Passage shown section start

Centrak, Inc. v. Sonitor Technologies, Inc.


Docket No. 2017-2510

REYNA, TARANTO, CHEN
February 14, 2019

Brief summary: DC grant of SJ for invalidity for lack of WD and non-infringement reversed and remanded (e.g., “a reasonable jury could find that…Sonitor personnel complete at least a portion of the final system”).

Summary: Centrak appealed DC grant of SJ that several claims of US 8,604,909 relating to “systems for real-time location (RTL), which allow users to locate and identify portable devices in a facility” are invalid for lack of written description (WD) and not infringed. The FC panel opinion explains that “while all claims of the ‘909 patent recite ‘ultrasonic’ [US] components, the vast majority of the specification focuses on infrared (IR) or [radio frequency] RF components” (“[o]nly two sentences of the ‘909 patent’s specification discuss [US] technology”). The DC found a lack of WD under pre-AIA § 112 because “[m]ere contemplation…is not sufficient to meet the” WD requirement, and did not reach the enablement issues. The FC panel explained that WD “is about about whether the skilled reader of the patent disclosure can recognize that what was claimed corresponds to what was described” and “not about whether the patentee has proven to the skilled reader that the invention works, or how to make it work, which is an enablement issue” (Alcon, FC 2014). It concluded that genuine issues of material fact remain as to whether the WD requirement was met (e.g., whether use of US base stations requires more instruction that provided in specification…was Centrak “leaving it to the…industry to complete an unfinished invention”? (Novozymes, FC 2013)). The FC panel also explained that “a specification’s focus on one particular embodiment or purpose cannot limit the described invention where that specification expressly contemplates other embodiments or purposes” (ScriptPro, FC 2016); distinguishing this case from Rivera, FC 2017 (no mention of claimed container) and Lockwood, FC 1997 (not entitled to earlier priority since no mention of claimed apparatus)).

Centrak alleged direct infringement under § 271(a), arguing “that Sonitor ‘makes’ infringing systems when it installs and configures the Sonitor Sense system”. The FC panel explained that “Sonitor does not sell all of the hardware necessary to practice the asserted claims”, and Sonitor argued “that the party assembling components into the claimed assembly ‘makes’ the patented invention, even when someone else supplies most of the components” (the “‘final assembler’ theory”). The DC agreed because “CenTrak had not submitted proof that Sonitor personnel had made an infringing assembly” and “[s]imply entering the data into a server does not constitute making the physical system claimed in the ‘909 patent.”) The FC panel explained that under Lifetime (FC 2017 (allegation that defendant installed seal on RV sufficient to state an infringement claim)) and Cross Medical (FC 2005) (no infringement by device maker, “if anyone makes the claimed apparatus, it is the surgeons”) (see also Centillion, FC 2011 (“[t]he customer, not Qwest, completes the system”)), “a final assembler can be liable for making an infringing combination…even if it does not make each individual component element.” Here, the FC panel found “a reasonable jury could find that…Sonitor personnel complete at least a portion of the final system” (“‘configured’ to infringe”) and, therefore, that the DC erred in ruling there were no issues of material fact. The DC decision was therefore reversed and remanded.

Passage shown section end

Task directions
For each statement, say yes or no to whether it agrees with the case summary, and quote the words of the summary that decide it.
1. The district court ruled on the enablement issues.
2. Sonitor does not sell all of the hardware needed to practice the asserted claims.
3. Only two sentences of the '909 patent's specification discuss ultrasonic technology.
The records have no connection to the case summary.

Record extracts section start

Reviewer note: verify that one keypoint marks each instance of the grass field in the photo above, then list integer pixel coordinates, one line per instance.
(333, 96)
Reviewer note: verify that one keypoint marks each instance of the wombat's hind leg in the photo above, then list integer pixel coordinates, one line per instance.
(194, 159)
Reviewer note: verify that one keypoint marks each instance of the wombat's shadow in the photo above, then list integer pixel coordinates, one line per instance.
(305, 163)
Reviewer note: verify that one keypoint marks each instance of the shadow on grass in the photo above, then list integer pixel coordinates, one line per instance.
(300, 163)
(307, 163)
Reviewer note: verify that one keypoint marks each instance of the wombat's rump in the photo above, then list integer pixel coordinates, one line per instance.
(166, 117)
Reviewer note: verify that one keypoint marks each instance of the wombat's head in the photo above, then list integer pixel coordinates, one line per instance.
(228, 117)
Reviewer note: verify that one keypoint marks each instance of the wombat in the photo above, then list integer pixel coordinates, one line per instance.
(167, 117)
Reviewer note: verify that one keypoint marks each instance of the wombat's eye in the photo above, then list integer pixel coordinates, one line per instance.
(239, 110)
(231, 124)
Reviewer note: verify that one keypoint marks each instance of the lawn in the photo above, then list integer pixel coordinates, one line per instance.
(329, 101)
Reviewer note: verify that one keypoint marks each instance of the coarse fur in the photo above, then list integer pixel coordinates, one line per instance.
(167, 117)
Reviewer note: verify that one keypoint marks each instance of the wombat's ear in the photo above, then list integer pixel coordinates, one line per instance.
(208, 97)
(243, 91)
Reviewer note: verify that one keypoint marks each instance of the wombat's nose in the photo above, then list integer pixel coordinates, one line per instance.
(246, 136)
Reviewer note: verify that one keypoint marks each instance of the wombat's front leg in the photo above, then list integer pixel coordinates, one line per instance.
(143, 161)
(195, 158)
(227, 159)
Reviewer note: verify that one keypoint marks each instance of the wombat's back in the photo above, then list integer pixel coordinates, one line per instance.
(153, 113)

Record extracts section end

Reply to the task
1. No: "did not reach the enablement issues"
2. Yes: "Sonitor does not sell all of the hardware necessary to practice the asserted claims"
3. Yes: "[o]nly two sentences of the ‘909 patent’s specification discuss [US] technology"